▶ TEXTO DEL DOCUMENTO:

2.1.1. Kant y el imperativo categórico
Kant
consideró que en cuanto el comportamiento humano estuviera encaminado a la
búsqueda de la felicidad, tal comportamiento
era interesado, pues, efectivamente, nadie considera que exista un
mérito especial en aquella forma de conducta cuya finalidad se dirija hacia la
propia satisfacción o felicidad personal. Por ello, el filósofo de Königsberg,
a la hora de referirse a las acciones humanas en cuanto relacionadas de algún
modo con un deber, señala la existencia de dos tipos de imperativos o
fórmulas para expresar tal deber,
de los cuales sólo uno sería la expresión del auténtico comportamiento moral.
Se trata de
los imperativos, que él denominó hipotéticos
y categórico.
Los imperativos hipotéticos son aquéllos que expresan
“la necesidad práctica de llevar a cabo
una acción como medio para algún otro fin que se quiere”[2].
Estos imperativos se
expresan mediante cláusulas condicionales. Ejemplos de ellos serían: “Si quieres
vivir, debes comer” o “si quieres ser alumno de la facultad, debes
matricularte”. Ninguno de ellos expresa un deber moral absoluto, pues tanto el deber de comer como el deber de
matricularse aparecen como subordinados respectivamente al deseo de vivir o al
deseo de ser alumno de la facultad, de manera que, si desapareciesen tales
fines, desaparecería el deber correspondiente, mientras que el deber absoluto,
al no estar subordinado a un fin, conservaría siempre su valor, al margen de
cualquier condición.
Por ello, considera Kant que el imperativo
categórico es aquél que expresa el deber incondicional de realizar
determinada acción en cuanto represente la concreción de una ley moral de
carácter incondicional. O, dicho según palabras del propio Kant,
“aquél que expresa una acción por sí
misma como objetivamente necesaria, sin relación con ningún objeto”[3],
es decir, aquél en el
que la acción se realiza por considerarla un deber incondicional, al
margen de que conduzca o no a la felicidad o a la consecución de cualquier
otro objetivo deseado.

▶ MATERIAL DEL EJERCICIO:

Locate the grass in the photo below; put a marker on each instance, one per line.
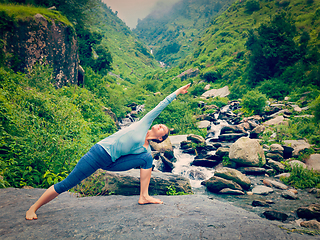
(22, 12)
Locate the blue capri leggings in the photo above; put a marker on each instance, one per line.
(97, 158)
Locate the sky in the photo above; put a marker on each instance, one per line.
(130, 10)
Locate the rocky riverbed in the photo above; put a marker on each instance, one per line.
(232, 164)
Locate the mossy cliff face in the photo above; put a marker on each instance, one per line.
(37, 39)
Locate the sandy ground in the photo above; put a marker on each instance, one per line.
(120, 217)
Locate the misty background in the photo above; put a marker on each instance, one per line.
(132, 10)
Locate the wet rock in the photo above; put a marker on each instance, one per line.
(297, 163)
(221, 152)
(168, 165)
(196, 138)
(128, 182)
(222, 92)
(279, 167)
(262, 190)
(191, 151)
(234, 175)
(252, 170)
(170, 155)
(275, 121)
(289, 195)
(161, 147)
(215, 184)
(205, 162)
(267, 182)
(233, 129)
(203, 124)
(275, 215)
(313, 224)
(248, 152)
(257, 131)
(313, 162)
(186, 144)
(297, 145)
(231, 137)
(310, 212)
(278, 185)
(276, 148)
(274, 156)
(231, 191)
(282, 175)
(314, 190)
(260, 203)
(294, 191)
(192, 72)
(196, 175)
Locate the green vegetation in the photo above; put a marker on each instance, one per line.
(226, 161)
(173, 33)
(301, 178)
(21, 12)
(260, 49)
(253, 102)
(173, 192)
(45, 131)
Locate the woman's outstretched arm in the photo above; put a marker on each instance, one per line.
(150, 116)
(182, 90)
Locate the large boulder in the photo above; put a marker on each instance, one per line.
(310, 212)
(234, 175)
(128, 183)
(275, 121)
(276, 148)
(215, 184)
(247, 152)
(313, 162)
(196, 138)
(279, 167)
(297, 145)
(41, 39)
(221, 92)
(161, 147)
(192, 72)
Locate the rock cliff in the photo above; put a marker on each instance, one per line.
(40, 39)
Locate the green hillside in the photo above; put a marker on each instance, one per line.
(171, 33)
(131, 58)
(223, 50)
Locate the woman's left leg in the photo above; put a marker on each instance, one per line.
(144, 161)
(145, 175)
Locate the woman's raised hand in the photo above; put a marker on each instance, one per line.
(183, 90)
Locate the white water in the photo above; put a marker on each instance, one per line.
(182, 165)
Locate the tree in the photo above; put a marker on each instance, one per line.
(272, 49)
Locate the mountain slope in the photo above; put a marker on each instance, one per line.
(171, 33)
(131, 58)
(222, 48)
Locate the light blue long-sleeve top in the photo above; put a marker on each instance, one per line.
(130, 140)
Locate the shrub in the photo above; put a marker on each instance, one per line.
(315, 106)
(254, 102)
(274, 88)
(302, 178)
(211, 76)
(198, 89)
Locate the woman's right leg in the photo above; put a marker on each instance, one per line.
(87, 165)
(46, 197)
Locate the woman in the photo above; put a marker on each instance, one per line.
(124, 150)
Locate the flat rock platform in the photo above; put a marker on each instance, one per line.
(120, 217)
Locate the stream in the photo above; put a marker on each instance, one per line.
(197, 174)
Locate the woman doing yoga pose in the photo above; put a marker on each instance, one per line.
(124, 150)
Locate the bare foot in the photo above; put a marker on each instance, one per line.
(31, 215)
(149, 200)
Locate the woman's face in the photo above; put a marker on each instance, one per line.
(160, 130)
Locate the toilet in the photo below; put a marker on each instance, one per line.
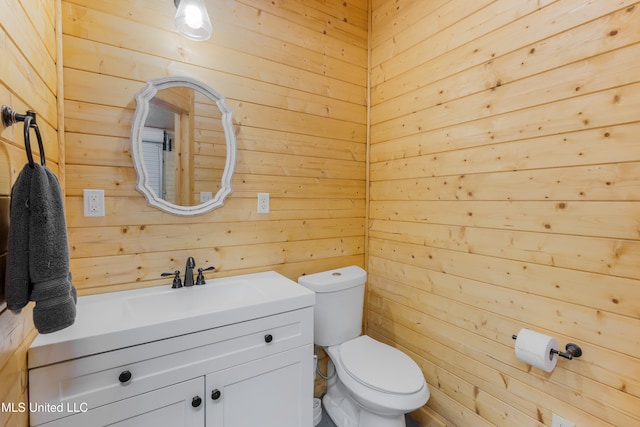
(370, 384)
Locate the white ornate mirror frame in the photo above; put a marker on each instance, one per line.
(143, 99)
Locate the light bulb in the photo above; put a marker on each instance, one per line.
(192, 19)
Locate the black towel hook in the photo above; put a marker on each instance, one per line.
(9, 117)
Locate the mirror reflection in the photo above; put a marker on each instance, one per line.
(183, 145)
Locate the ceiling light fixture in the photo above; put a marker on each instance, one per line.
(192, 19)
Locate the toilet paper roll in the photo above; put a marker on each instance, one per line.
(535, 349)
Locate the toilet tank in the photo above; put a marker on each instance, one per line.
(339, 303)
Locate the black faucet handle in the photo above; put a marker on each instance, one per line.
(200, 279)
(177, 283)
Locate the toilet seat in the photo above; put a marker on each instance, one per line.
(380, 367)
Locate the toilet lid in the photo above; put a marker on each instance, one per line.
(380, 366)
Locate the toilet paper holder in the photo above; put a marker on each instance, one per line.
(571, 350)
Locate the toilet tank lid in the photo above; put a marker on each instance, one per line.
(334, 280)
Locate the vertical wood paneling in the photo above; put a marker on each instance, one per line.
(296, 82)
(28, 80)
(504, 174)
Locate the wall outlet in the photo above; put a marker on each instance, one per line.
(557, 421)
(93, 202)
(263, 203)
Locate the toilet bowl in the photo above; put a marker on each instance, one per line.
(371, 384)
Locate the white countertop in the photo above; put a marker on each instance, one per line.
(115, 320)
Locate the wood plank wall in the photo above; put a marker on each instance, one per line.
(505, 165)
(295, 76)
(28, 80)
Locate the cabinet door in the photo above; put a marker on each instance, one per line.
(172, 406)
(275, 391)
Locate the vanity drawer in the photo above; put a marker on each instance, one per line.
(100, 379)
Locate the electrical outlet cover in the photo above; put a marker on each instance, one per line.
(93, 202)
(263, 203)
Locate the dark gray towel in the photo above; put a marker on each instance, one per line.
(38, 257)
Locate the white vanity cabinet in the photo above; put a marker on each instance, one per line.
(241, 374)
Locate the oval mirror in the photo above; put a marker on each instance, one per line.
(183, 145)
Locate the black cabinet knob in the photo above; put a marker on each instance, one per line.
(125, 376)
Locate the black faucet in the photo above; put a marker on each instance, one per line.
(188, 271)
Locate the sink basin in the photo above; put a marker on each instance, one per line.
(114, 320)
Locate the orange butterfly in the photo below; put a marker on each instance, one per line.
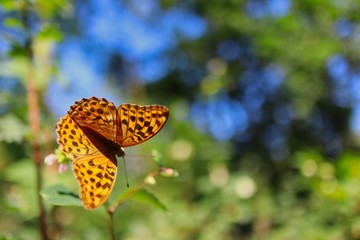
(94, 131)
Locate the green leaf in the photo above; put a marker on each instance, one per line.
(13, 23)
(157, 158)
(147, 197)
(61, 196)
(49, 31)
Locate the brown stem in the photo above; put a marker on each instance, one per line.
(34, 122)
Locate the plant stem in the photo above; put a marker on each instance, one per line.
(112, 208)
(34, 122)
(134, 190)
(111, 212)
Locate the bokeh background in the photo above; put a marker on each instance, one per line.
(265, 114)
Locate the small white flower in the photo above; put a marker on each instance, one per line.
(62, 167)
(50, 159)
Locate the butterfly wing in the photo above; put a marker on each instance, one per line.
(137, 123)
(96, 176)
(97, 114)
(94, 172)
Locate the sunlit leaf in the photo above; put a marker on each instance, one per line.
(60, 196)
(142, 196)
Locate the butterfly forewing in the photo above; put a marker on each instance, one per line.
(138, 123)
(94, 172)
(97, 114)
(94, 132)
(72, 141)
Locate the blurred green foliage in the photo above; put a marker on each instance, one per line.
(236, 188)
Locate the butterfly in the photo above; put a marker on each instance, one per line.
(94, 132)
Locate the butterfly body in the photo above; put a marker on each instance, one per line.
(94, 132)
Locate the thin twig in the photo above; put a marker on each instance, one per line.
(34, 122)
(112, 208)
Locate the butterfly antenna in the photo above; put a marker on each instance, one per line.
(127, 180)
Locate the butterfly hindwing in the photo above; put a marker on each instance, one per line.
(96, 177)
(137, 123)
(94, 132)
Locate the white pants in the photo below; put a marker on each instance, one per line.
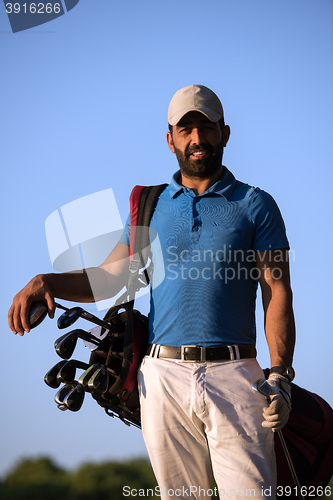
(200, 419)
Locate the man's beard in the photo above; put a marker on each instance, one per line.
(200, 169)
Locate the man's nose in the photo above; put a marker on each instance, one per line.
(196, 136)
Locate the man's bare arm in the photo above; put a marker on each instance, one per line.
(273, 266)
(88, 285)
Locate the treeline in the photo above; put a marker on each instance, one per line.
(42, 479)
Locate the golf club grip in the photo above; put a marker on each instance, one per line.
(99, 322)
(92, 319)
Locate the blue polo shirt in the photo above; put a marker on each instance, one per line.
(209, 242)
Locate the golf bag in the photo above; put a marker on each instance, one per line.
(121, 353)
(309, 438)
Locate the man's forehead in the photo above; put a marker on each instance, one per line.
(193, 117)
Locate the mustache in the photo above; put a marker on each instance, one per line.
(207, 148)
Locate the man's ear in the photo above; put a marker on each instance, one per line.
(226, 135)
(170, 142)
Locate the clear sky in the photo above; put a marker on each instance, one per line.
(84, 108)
---
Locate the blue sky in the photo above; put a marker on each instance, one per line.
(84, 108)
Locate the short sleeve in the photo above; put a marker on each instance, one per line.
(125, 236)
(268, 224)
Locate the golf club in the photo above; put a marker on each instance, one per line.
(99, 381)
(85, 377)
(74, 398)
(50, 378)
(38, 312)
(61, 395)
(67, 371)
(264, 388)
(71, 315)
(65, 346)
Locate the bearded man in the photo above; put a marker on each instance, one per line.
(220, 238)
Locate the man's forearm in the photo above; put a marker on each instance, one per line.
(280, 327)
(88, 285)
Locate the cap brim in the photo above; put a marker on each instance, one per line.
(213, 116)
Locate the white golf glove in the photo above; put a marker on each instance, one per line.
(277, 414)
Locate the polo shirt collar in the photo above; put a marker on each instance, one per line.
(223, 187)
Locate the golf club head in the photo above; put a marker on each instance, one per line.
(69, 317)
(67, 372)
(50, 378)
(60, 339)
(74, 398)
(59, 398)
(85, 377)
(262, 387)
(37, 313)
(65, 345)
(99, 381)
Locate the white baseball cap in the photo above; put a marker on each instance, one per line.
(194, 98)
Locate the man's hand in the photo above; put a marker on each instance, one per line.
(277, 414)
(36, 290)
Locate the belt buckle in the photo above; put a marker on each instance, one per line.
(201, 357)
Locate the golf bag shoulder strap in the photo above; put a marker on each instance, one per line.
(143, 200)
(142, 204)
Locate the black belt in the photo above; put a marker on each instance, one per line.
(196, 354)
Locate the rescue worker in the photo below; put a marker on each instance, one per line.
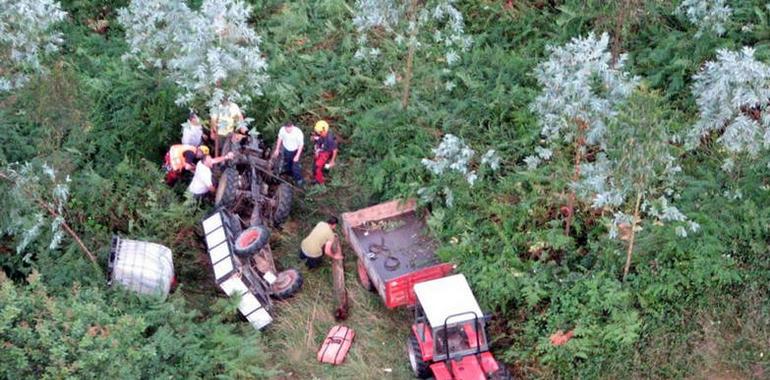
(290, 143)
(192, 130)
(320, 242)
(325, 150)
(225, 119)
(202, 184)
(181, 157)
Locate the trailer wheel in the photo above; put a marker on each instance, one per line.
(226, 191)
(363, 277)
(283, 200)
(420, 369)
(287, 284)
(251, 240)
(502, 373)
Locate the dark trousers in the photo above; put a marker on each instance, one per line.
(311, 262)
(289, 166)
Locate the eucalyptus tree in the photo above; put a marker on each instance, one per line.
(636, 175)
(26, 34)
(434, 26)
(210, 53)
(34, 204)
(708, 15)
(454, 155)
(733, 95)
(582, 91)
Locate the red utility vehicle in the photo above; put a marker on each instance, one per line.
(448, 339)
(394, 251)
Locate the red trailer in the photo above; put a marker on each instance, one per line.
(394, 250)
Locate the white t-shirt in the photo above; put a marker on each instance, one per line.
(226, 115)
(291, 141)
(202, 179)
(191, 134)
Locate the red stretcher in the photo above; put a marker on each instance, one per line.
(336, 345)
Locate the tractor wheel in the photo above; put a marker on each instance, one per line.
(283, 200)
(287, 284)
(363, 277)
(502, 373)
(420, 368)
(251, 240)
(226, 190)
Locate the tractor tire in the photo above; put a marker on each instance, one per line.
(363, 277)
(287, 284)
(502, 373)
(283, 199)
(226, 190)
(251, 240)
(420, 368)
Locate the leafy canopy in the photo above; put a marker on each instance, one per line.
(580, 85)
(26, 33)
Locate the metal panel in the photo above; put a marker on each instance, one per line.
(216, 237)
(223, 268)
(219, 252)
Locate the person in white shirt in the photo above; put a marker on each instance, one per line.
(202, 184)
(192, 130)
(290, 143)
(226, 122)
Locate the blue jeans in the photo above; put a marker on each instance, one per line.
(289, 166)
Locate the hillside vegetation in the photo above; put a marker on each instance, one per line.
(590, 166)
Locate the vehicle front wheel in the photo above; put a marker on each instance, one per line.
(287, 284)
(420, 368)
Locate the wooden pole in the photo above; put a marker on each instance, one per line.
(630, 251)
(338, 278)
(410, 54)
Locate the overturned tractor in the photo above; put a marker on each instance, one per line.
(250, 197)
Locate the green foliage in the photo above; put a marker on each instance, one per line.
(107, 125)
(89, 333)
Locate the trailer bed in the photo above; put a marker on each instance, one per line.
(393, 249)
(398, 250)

▶ CONSIGNA 1: Reúne todas las filas que contengan la palabra "club".
▶ CONSIGNA 2: Prosigue el texto sobre Kant y el imperativo categórico a partir de su última oración.

▶ RESPUESTA 1:
Locate the golf club grip in the photo above; put a marker on each instance, one per line.
Locate the golf club in the photo above; put a marker on each instance, one per line.
Locate the golf club head in the photo above; put a marker on each instance, one per line.

▶ RESPUESTA 2:
En principio y desde la perspectiva kantiana, un
ejemplo de tal imperativo categórico podría ser “se debe decir siempre
la verdad”, pues, según él, tal comportamiento se mostraría al hombre como un
valor moral en sí mismo, al margen de las ventajas o de los inconvenientes que
derivasen de obrar o no de acuerdo con él.
Precisamente por esa diferencia esencial entre el imperativo
hipotético, en el que el deber
queda subordinado al querer, y el imperativo
categórico, en el que el deber
se mostraría como incondicional y absoluto, considera Kant que el imperativo
categórico constituye el único y auténtico imperativo moral a causa de su
carácter desinteresado y de su relación con un deber absoluto e incondicional, mientras que los imperativos hipotéticos
se relacionarían con la técnica (cómo debo actuar para construir una casa, una mesa, etc. en cuanto
de hecho quiera conseguir uno de tales objetos) o con la prudencia
(cómo debo actuar para conseguir
un objetivo irrenunciable, como lo es la felicidad).
Sin embargo, a continuación se verá que el supuesto
imperativo categórico es en realidad un imperativo hipotético y que, en
definitiva, todos los imperativos son hipotéticos. A su vez, si los imperativos
hipotéticos sólo pueden servir de fundamento para una moral relativista, y, si
el imperativo categórico es el único que podría fundamentar una moral absoluta,
pero se demuestra que tiene en realidad carácter hipotético, la conclusión que
deriva de estas consideraciones es la de que toda moral tiene un valor relativo.
El imperativo categórico indicaría, según
Kant, cómo se debe actuar, dando por hecho que existe el deber de actuar de un determinado modo,
con independencia de cualquier deseo o de cualquier utilidad que pudiera
conseguirse como resultado de tal forma de actuar. Por ello, lo que, según
Kant, hay que calificar de moral o inmoral es la voluntad, según la máxima que
le sirva de guía para su conducta, y, por ello, el hombre sólo sería plenamente
moral en cuanto su voluntad le moviese a actuar exclusivamente por la
consideración de la acción como un deber y no por la consideración de la
acción como un medio para conseguir un
fin ajeno al del mero cumplimiento del deber. En este sentido, la
veracidad, como conducta que estuviera de acuerdo con ese imperativo moral,
debería producirse en cuanto el hombre “comprendiese” [?] que el comportamiento
veraz era una ley moral con un valor
absoluto y, en consecuencia, decidiese actuar de
acuerdo con dicha ley sin más finalidad que la de cumplir con ella por
representar un deber. En este sentido Kant define el deber moral
como
“la
necesidad de obrar por respeto a la ley”[4].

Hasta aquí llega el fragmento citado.